I am really excited to announce a very significant step forward with the Nominal Roll project. All letters, A-Z have now been created and populated with all aircrew names that appear on the Roll as operational aircrew.
In addition to this, “A” has been completed based on the first pass of information held in the database.
I have said many times before, the term ‘completed’ is a very relative one. It seems each time I return to an individual and metaphorically stare at them, another small piece of information comes to light and thus can be added – contacts this week alone have added the first names of 5 of the boys.
Additionally to this, I have dragged Kevin and Chris on board and we have had a massive increase in photographs of Squadron members, as well as new information to add.
At this point we have 431 photographs – 12% of the 3578 individuals listed – I am sure we will find many more – with your help!
Also, for easier access and perhaps to catch the eye of new visitors to the site, I have now created a specific top menu item that takes you to the downloadable aircrew information form – PLEASE if you haven’t filled one in, or thought about it and then forgot – go back, roll up your sleeves, put on your glasses, make a cup of tea and make your contribution to the Squadron, this site and the individual you are remembering!
Many thanks to Kevin for providing me with advance warning that today is Ralph Brumwell’s 100th birthday – I am sure you will all join with me in wishing Ralph the most heartfelt wishes on this remarkable milestone.
This notable event also gives me an excuse to make use of the Nominal Roll database to provide the following summary of Ralph’s time with the Squadron!
Ralph William Brumwell, D.F.C. RAF 127140 – Pilot Born on Saturday, 24 July 1920. Arrived Saturday, 20 May 1944 at R.A.F. Mepal, Cambridgeshire, aged 23 from No.31.Base.
1st Tour Ops total with Squadron – 27 total sorties undertaken 28 (96 % completion rate)

★ ★ ★ ★ ★ ★ ★

TASKS
a) According to the Nominal Roll update, how many photographs of Squadron members have been collected so far?
b) Resume the Nominal Roll update after its last line, keeping the same voice.

PROVIDED DATA
★ ★ ★ ★ ★ ★ ★

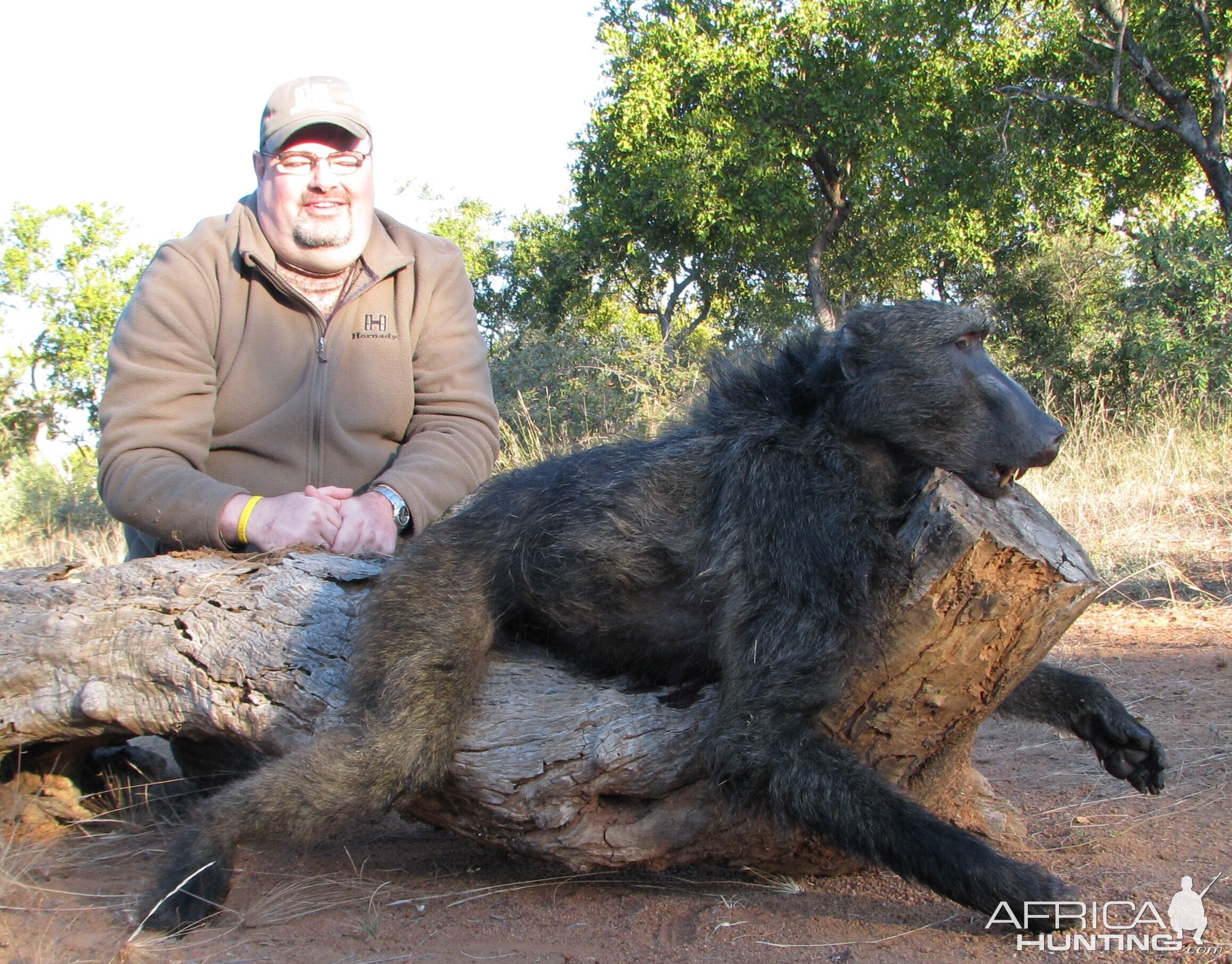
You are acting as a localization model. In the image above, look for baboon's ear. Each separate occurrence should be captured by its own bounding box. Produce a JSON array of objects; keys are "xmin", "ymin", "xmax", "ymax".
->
[{"xmin": 839, "ymin": 324, "xmax": 860, "ymax": 381}]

★ ★ ★ ★ ★ ★ ★

EXPECTED RESPONSES
a) 431 photographs, which is 12% of the 3578 individuals listed.

b)
Undertook 28 Ops as Pilot , including 1 DNC – 17/07/1944 Attack Against Vaires
Tour History 27/05/1944 Attack Against Aachen, 28/05/1944 Attack Against Angers, 30/05/1944 Attack Against Boulogne, 31/05/1944 Attack Against Trappes, 02/06/1944 Attack Against Wissant, 12/06/1944 Attack Against Gelsenkirchen, 14/06/1944 Attack Against Le Havre, 21/06/1944 Attack Against Domleger, 23/06/1944 Attack Against L’Hey, 24/06/1944 Attack Against Rimeux, 30/06/1944 Attack Against Villers Bocage, 02/07/1944 Daylight Attack Against Beauvoir, 07/07/1944 Attack Against Vaires, 10/07/1944 Attack Against Nucourt, 12/07/1944 Attack Against Vaires, 15/07/1944 Attack Against Chalons Sur Marne, 17/07/1944 Attack Against Vaires (DNC), 18/07/1944 Attack Against Cagny, 01/08/1944 Attack Against Le Nieppe, 12/08/1944 Mining in the Gironde Estuary, 14/08/1944 Attack Against Hamel, 15/08/1944 Attack Against The Aerodrome at St. Trond, 16/08/1944 Attack Against Stettin, 18/08/1944 Attack Against Bremen, 29/08/1944 Attack Against Stettin, 31/08/1944 Attack Against Pont Reny, 05/09/1944 Attack Against Le Havre, 06/09/1944 Attack Against Harqueboc Le Havre
Operational Duration (first to last Op) – 3 months 10 days
Posted out from 75(NZ) Squadron Monday, 25 September 1944. Time with Squadron – 4 months 5 days
Awards & Citations LONDON GAZETTE 8th of December 1944 Distinguished Flying Cross Ralph William BRUMWELL (127140), R.A.F.V.R., 75(N.Z.) Sqn
This officer has completed many operational sorties against a wide variety of targets in Germany and Northern France. He has shown himself to be a cool and resourceful captain of aircraft and has displayed outstanding courage and keenness to engage the enemy. In August 1944, Flight Lieutenant’ s aircraft was detailed to attack a target at Le Nieppe. Several hits were sustained by anti-aircraft and on engine was rendered unserviceable. Although the damage to his aircraft was severe, he successfully flew it back to base and execute a perfect landing.
Once again Ralph – all the best wishes for the day and literally in your case………
Very sad news was received recently of the death of Ron Mayhill DFC KLH, distinguished 75(NZ) Squadron veteran and past President of the New Zealand Bomber Command Association.
Ron leaves behind a very significant legacy, not only from his long service with the Association, but in the form of a significant historical record of his time with the squadron. Ron was the Bomb Aimer in John Aitken’s crew, arriving at Mepal just one day after D-Day, June 1944.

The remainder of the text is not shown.